Material for this task:
──────

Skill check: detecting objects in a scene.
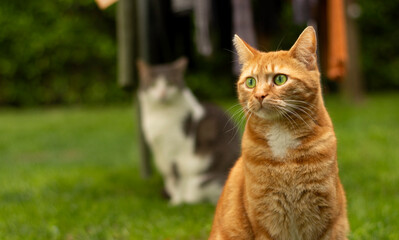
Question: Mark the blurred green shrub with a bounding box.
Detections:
[358,0,399,91]
[0,0,128,106]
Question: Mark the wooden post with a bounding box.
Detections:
[117,0,135,89]
[136,0,153,178]
[118,0,152,178]
[341,0,364,103]
[136,95,152,178]
[137,0,150,62]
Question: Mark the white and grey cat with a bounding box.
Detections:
[137,57,240,205]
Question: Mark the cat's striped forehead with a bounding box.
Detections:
[244,62,291,79]
[249,63,280,74]
[243,51,292,76]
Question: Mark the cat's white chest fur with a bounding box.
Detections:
[266,124,300,158]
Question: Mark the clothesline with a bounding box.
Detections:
[94,0,347,81]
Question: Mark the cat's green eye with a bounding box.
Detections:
[246,77,256,88]
[274,74,287,86]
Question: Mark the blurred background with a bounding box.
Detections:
[0,0,398,239]
[1,0,398,106]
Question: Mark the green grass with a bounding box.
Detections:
[1,94,399,239]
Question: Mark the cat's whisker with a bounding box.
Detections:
[244,111,254,129]
[283,101,312,113]
[240,108,250,126]
[225,103,244,116]
[227,108,247,144]
[275,35,286,51]
[268,99,315,119]
[289,103,314,112]
[247,101,260,113]
[230,107,246,121]
[288,105,316,117]
[266,99,286,108]
[224,105,245,131]
[281,100,315,116]
[294,105,316,122]
[282,111,297,130]
[279,109,296,129]
[225,102,243,113]
[273,106,287,123]
[225,109,245,133]
[226,105,249,140]
[280,105,313,130]
[284,99,316,109]
[224,48,239,56]
[274,105,298,129]
[284,102,316,123]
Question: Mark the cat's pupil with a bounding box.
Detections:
[246,77,256,88]
[274,74,287,85]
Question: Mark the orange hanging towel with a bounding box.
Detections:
[327,0,348,80]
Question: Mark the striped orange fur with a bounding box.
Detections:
[209,27,349,240]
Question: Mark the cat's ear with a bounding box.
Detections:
[233,35,258,64]
[137,59,150,76]
[289,26,317,70]
[173,57,188,71]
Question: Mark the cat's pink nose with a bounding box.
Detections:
[255,94,268,103]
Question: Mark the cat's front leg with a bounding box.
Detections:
[165,175,183,205]
[320,218,349,240]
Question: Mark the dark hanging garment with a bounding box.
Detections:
[292,0,313,24]
[231,0,257,75]
[194,0,213,56]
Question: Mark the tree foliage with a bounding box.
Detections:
[0,0,127,106]
[358,0,399,90]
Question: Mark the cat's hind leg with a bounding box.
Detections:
[181,175,220,204]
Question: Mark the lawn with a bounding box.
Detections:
[0,94,398,239]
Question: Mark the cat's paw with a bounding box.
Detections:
[169,198,183,206]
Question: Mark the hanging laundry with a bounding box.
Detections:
[327,0,347,80]
[231,0,257,75]
[292,0,318,25]
[171,0,193,13]
[194,0,213,56]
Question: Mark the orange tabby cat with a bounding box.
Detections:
[209,27,349,240]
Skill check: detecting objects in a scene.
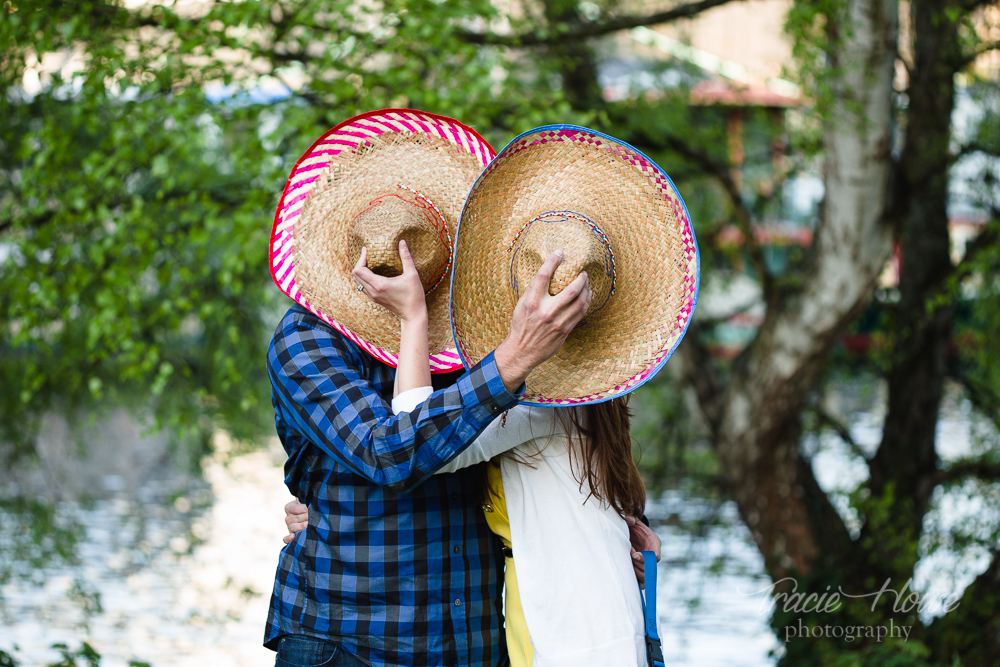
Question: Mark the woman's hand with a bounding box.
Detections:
[282,498,309,545]
[352,240,427,323]
[625,515,661,584]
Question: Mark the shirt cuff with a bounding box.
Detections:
[457,350,523,427]
[391,386,434,414]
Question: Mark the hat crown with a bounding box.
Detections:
[451,125,699,404]
[509,211,616,319]
[347,188,451,294]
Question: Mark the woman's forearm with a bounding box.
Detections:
[394,311,431,398]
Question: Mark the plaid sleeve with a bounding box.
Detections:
[267,316,521,492]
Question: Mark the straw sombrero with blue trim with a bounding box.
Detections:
[450,125,699,404]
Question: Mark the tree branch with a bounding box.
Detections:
[958,0,1000,13]
[932,458,1000,486]
[656,134,774,298]
[0,209,57,235]
[960,39,1000,67]
[809,404,869,461]
[949,367,1000,433]
[951,141,1000,163]
[954,223,998,271]
[459,0,744,46]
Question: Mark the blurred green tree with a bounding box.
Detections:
[0,0,588,459]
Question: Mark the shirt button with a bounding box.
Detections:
[454,599,462,606]
[453,545,460,554]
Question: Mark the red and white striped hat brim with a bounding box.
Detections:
[270,109,495,372]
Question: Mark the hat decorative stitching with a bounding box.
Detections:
[396,183,454,295]
[505,210,617,299]
[348,184,454,296]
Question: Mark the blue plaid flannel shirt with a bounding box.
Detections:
[264,305,521,666]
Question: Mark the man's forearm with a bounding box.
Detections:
[271,328,521,490]
[494,337,532,394]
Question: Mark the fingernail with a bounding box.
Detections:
[581,271,588,281]
[553,249,563,258]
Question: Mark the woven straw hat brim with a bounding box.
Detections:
[450,125,700,405]
[270,109,495,372]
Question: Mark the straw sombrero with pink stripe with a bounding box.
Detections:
[450,125,699,405]
[270,109,495,372]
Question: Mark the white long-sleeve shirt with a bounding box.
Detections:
[393,389,648,666]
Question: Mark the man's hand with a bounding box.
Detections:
[352,240,427,323]
[282,498,309,545]
[494,250,592,392]
[625,515,661,585]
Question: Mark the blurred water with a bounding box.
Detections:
[653,496,778,666]
[0,380,993,666]
[0,442,291,667]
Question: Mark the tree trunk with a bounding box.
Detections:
[542,0,605,111]
[883,4,1000,663]
[713,0,898,579]
[865,0,961,580]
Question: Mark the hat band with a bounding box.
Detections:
[506,210,617,314]
[397,184,453,295]
[350,184,453,296]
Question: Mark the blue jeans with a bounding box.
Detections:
[274,635,366,667]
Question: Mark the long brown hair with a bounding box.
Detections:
[557,396,646,519]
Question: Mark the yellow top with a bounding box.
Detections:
[482,462,533,667]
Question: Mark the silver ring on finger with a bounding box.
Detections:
[355,284,365,292]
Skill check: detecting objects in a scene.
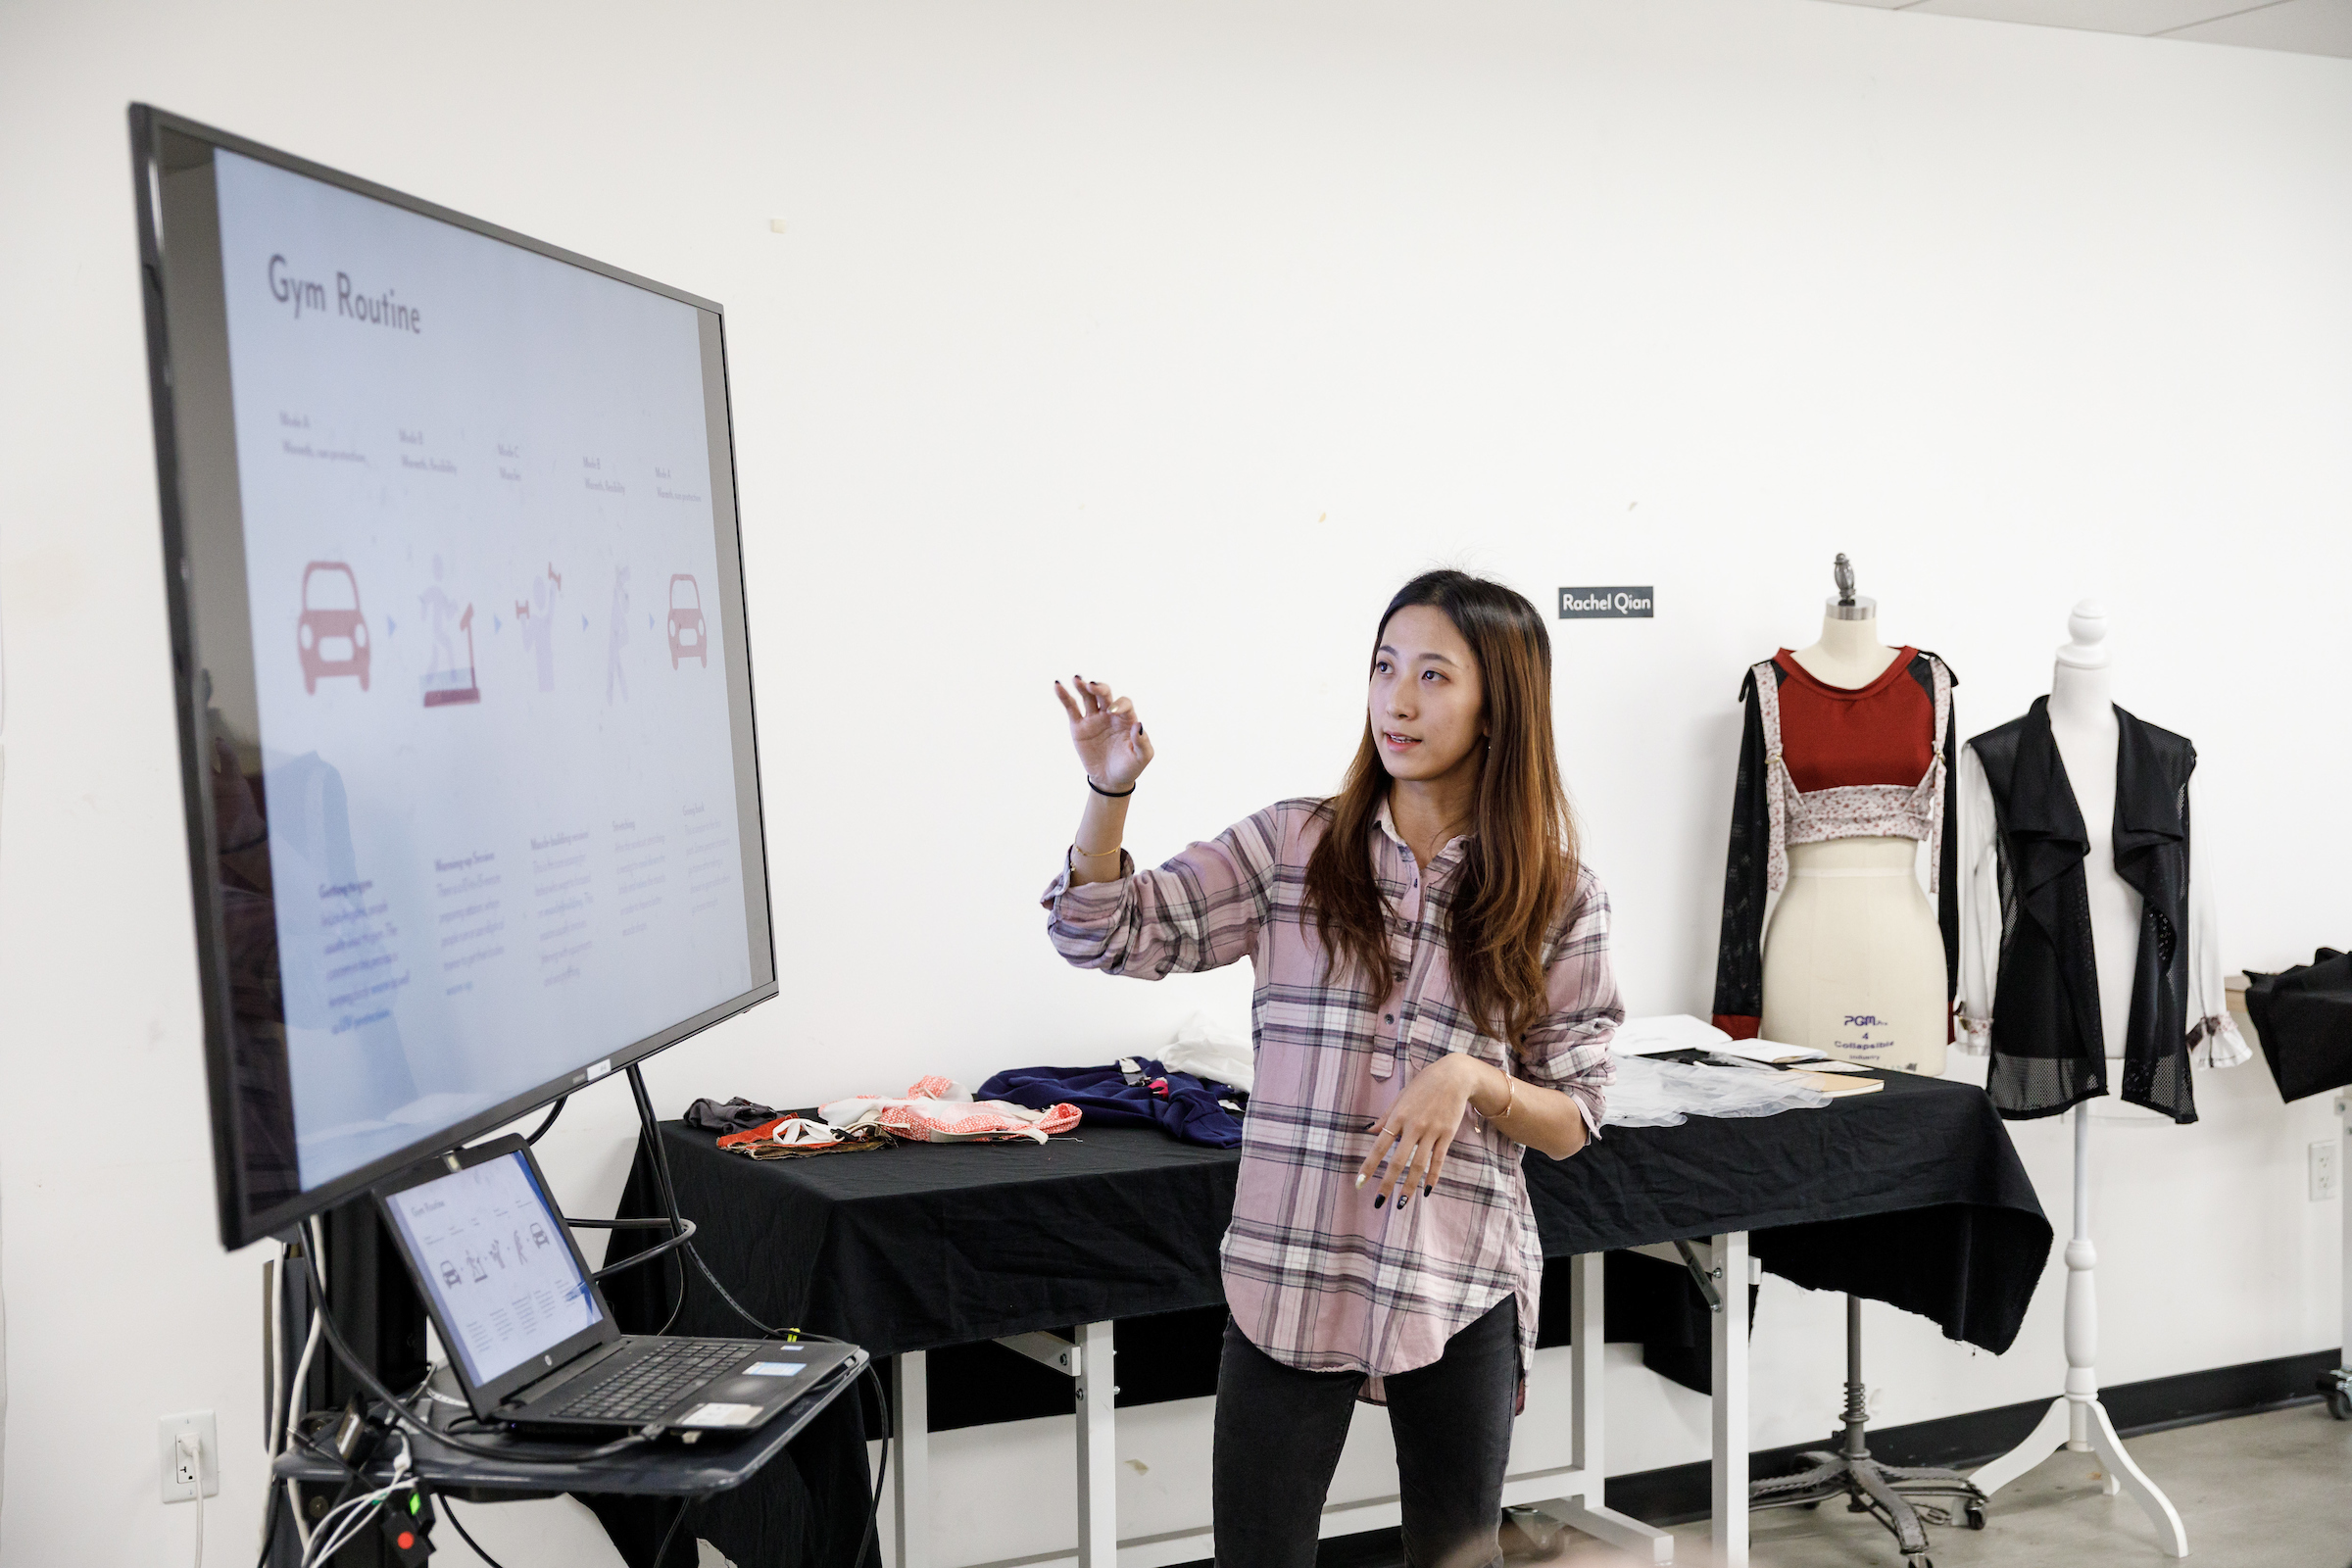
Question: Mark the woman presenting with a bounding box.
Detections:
[1043,570,1618,1568]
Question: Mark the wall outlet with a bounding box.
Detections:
[158,1410,219,1503]
[2311,1139,2340,1202]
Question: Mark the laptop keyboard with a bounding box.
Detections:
[536,1339,747,1422]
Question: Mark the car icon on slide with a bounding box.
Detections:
[667,574,707,667]
[298,562,370,694]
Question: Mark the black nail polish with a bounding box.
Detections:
[1373,1194,1386,1208]
[1396,1196,1408,1210]
[1423,1185,1433,1198]
[1360,1120,1380,1133]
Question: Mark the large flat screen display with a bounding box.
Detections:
[132,107,776,1249]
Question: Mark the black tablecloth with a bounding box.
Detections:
[1530,1065,2052,1354]
[630,1127,1245,1355]
[593,1068,2049,1565]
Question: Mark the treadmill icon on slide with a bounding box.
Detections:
[421,603,482,707]
[297,563,370,694]
[667,574,708,667]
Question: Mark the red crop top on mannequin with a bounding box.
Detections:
[1710,648,1960,1040]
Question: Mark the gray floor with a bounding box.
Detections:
[1547,1404,2352,1568]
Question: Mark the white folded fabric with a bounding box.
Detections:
[1600,1054,1834,1128]
[1163,1009,1254,1094]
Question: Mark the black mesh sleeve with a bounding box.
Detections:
[1711,670,1769,1037]
[1940,690,1961,1017]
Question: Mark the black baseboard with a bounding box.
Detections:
[1237,1346,2344,1567]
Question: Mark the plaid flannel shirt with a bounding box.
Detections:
[1042,798,1619,1389]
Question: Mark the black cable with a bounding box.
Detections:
[439,1495,509,1568]
[587,1216,697,1283]
[651,1497,697,1568]
[524,1095,567,1146]
[852,1359,892,1568]
[663,1228,893,1568]
[466,1096,566,1153]
[292,1247,658,1465]
[620,1068,889,1567]
[563,1214,698,1290]
[683,1238,784,1337]
[250,1465,284,1568]
[620,1068,800,1343]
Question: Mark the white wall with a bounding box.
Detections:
[2,1,2348,1563]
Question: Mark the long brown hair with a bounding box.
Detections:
[1302,570,1578,1051]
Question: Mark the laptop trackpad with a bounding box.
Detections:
[680,1402,766,1428]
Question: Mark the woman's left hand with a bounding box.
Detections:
[1358,1054,1496,1208]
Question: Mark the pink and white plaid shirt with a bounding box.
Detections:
[1043,798,1619,1387]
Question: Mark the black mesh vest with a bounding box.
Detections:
[1969,699,2199,1123]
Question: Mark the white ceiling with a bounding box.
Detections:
[1814,0,2352,57]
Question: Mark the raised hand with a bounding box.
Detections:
[1054,673,1154,792]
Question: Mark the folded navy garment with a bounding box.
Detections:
[978,1057,1246,1150]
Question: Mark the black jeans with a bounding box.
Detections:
[1211,1298,1518,1568]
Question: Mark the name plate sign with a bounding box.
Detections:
[1558,586,1654,619]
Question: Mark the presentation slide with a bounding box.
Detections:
[384,1152,601,1388]
[213,151,755,1191]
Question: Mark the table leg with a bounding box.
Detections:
[1711,1232,1749,1568]
[1535,1250,1675,1563]
[1074,1320,1117,1568]
[1572,1250,1598,1486]
[2340,1094,2351,1404]
[893,1350,928,1568]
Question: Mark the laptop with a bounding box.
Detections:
[374,1133,859,1434]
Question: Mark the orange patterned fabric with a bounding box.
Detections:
[818,1077,1083,1144]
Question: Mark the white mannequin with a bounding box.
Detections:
[1965,601,2188,1556]
[2043,604,2145,1071]
[1785,608,1899,691]
[1760,594,1948,1075]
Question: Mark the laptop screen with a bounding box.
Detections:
[382,1149,604,1389]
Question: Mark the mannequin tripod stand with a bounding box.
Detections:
[1750,1296,1986,1568]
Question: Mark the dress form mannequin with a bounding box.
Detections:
[1761,564,1949,1076]
[1965,602,2188,1557]
[2044,605,2144,1067]
[1785,600,1899,691]
[1743,561,1980,1566]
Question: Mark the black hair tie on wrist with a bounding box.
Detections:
[1087,776,1137,798]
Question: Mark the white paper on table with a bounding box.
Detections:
[1609,1014,1734,1057]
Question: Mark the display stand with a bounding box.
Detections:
[272,1353,865,1494]
[265,1200,432,1567]
[1749,1295,1985,1566]
[1968,1107,2186,1556]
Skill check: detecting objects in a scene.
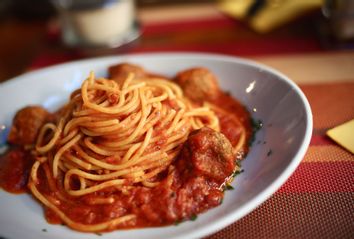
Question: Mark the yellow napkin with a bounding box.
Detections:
[218,0,323,33]
[327,119,354,154]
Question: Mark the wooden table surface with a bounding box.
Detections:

──────

Work instructions:
Every line with the string "slide" in the material should be returned.

Response area:
Question: Mark the car icon on slide with a bounding box.
Question: Mark the treadmill icon on slide with a bounding box.
Question: Mark the presentation slide with a bounding box.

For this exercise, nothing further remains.